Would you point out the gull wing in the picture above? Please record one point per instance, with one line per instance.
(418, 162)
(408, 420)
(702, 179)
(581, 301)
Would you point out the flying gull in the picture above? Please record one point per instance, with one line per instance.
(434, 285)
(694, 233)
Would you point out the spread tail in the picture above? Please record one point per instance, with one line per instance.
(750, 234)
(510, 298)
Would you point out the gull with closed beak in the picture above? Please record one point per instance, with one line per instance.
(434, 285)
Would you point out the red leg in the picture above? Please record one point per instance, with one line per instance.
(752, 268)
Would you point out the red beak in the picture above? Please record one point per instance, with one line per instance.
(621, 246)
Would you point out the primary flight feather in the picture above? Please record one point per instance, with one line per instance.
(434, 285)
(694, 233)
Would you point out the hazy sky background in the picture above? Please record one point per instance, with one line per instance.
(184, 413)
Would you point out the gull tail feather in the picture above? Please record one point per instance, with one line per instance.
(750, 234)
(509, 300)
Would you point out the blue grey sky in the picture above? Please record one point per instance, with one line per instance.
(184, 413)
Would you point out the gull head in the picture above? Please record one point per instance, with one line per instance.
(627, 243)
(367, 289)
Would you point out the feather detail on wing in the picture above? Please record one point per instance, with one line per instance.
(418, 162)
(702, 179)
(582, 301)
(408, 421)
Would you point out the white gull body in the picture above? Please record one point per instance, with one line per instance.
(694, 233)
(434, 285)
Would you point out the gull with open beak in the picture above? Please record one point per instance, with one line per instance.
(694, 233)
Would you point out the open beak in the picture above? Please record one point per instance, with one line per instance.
===
## Action item
Restate the data above word for word. Leave nothing out.

## Task solution
Would you point out the gull wing in the picture above? Please record one point per instance, with one line per instance.
(418, 162)
(408, 420)
(702, 179)
(581, 301)
Would you point out the flying gull in the picture above? Please record one point per instance, with one line per instance.
(434, 285)
(694, 233)
Would you point out the spread tail in the picture above? Please record one point per instance, with one line per instance.
(750, 234)
(510, 298)
Would you point out the gull with closed beak in the picture above? Please record one point per instance, with one line per instance.
(434, 285)
Would you point out the red leg in the picture above? Please record one point per instance, with one line per instance.
(752, 268)
Would you point out the red beak in the picture above? Please record one point per instance, with one line per instance.
(621, 246)
Would you point out the primary flight feather in the picture above? Please record one point per instance, with one line per instance.
(434, 285)
(694, 233)
Would you point out the hazy sky background in the picture above? Please record one point per instance, with one line per instance.
(184, 413)
Would you point out the gull tail feather in the picture above? Please record one point per instance, with one line per instance.
(750, 234)
(509, 300)
Would you point out the blue grey sky in the picture above? Please record one point per instance, with one line per instance.
(184, 413)
Would you point out the gull head in the picture above? Please record one point per instance, with one line per instance.
(627, 243)
(367, 289)
Would you point out the feather detail on wing in the picture above? Please record one point per instance, with one line per instance.
(418, 162)
(702, 179)
(582, 301)
(408, 421)
Would you point out the white gull body in the picture above? Please record one point per instance, with one line per instance.
(694, 233)
(434, 285)
Would you point out the gull with open beak in the picture above? Please record one point per instance, with one line per instance.
(694, 233)
Would you point out the open beak in the picture above? Please record one point per instance, with one line per instance.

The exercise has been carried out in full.